Catégories: Afrique Sub-Saharienne, Rwanda, Ethnicité et racisme, Média et journalisme, Médias citoyens, Photographie, Technologie, The Bridge

 

One of the most viewed photos in President Kagame's Flickr account

Une des photos les plus vues [1] sur le compte Flickr du Président Paul Kagame [2] : YouthConnekt 2022 Africa Summit, Kigali, 13 octobre 2022  ( CC BY-NC-ND 2.0 [3] ).

Il est rare que vous trouviez le président d'un pays partageant activement et en évidence des photos officielles professionnelles de haute qualité de toutes les fonctions de l'État, nationales et internationales, sur un site de photographies. Il est encore plus rare qu'un président rende des photos librement disponibles pour un usage non commercial sous Creative Commons. C'est exactement ce que le Président rwandais Paul Kagame [2] fait depuis qu'il a rejoint Flickr en 2009. Bien que ce soit très probablement son équipe de communication qui exécute, le fait que ce soit son nom et son visage qui apparaissent sur la plate-forme constitue une bonne étude de cas sur la façon dont le continent peut récupérer son récit visuel.

Depuis 2009, le compte Flickr du Président Kagame a gagné 2 600 abonnés et plus de 59 000 photos qui ont été vues par 119,2 millions de personnes à ce jour. Toutes ces images sont sous Creative Commons [4] et possèdent une licence Attribution-NonCommercial-NoDerivs 2.0 Generic. Cela signifie que l'on peut copier et redistribuer le matériel sur n'importe quel support ou format tant qu'il n'est pas commercial, en donnant le crédit approprié et un lien vers la licence.

Certaines des photos les plus populaires sur le site d'hébergement d'images et de communauté le montrent avec d'autres dirigeants mondiaux, tels que l'ancien Président américain Barack Obama [4] et l'ancienne première dame Michelle Obama, la ministre du Commerce extérieur et du Développement du Royaume des Pays-Bas Lilianne [5] Ploumen, la Reine Elizabeth II [6] et l'ancien capitaine d'Arsenal, Tony Adams [7]Bien qu'il s'agisse d'un excellent outil de relations publiques pour sa présidence, il devient une ressource pour les médias non seulement au Rwanda, mais aussi pour des écrivains comme moi.

## Consigne:
Restituez mot pour mot le passage de l'extrait sur le compte Flickr du président Kagame qui va de « Certaines des photos » jusqu'à « écrivains comme moi. ».

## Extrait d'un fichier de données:
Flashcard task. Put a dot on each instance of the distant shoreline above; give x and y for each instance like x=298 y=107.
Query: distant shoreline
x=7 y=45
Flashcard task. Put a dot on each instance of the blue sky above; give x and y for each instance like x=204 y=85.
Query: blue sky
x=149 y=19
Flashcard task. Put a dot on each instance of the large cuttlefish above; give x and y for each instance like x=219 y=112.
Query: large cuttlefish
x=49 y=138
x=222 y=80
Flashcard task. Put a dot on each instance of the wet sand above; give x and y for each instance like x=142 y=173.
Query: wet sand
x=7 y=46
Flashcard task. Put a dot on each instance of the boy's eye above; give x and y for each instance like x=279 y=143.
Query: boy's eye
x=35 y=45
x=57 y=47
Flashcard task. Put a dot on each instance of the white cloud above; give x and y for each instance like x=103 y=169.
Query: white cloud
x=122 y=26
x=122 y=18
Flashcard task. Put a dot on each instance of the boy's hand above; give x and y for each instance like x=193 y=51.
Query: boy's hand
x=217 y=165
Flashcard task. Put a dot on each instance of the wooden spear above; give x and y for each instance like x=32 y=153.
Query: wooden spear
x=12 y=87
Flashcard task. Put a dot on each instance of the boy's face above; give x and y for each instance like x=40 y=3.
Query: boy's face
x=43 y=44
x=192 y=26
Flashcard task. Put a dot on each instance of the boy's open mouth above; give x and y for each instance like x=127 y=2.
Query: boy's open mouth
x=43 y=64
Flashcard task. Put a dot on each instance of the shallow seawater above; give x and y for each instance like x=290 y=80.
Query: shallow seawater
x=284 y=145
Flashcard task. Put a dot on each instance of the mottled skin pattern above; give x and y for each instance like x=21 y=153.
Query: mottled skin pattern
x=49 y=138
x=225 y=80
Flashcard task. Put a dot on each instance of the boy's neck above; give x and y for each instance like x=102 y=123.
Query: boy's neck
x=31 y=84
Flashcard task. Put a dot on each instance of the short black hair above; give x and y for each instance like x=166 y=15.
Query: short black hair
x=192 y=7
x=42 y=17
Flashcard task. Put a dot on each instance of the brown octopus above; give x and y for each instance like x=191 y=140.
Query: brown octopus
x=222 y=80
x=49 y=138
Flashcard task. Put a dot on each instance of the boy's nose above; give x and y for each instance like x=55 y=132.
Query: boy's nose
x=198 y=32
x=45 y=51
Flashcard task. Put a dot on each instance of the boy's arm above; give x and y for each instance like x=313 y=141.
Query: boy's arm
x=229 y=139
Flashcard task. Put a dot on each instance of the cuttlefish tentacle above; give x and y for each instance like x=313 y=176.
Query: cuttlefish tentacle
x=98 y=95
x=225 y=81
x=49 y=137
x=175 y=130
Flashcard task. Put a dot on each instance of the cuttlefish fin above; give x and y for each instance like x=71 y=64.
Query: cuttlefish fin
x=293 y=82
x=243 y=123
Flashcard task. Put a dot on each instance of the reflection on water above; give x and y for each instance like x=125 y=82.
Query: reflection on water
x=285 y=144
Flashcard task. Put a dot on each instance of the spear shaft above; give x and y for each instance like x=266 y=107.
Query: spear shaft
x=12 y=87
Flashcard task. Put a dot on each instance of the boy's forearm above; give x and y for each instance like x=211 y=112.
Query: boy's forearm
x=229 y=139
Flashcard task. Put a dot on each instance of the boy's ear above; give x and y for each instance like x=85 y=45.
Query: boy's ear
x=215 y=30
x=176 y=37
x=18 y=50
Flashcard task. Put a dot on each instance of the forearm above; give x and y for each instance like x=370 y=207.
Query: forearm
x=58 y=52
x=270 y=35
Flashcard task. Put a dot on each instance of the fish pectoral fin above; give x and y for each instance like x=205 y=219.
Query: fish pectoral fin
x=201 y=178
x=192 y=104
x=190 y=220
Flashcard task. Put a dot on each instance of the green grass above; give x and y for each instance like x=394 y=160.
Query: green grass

## Corrigé:
Certaines des photos les plus populaires sur le site d'hébergement d'images et de communauté le montrent avec d'autres dirigeants mondiaux, tels que l'ancien Président américain Barack Obama [4] et l'ancienne première dame Michelle Obama, la ministre du Commerce extérieur et du Développement du Royaume des Pays-Bas Lilianne [5] Ploumen, la Reine Elizabeth II [6] et l'ancien capitaine d'Arsenal, Tony Adams [7]Bien qu'il s'agisse d'un excellent outil de relations publiques pour sa présidence, il devient une ressource pour les médias non seulement au Rwanda, mais aussi pour des écrivains comme moi.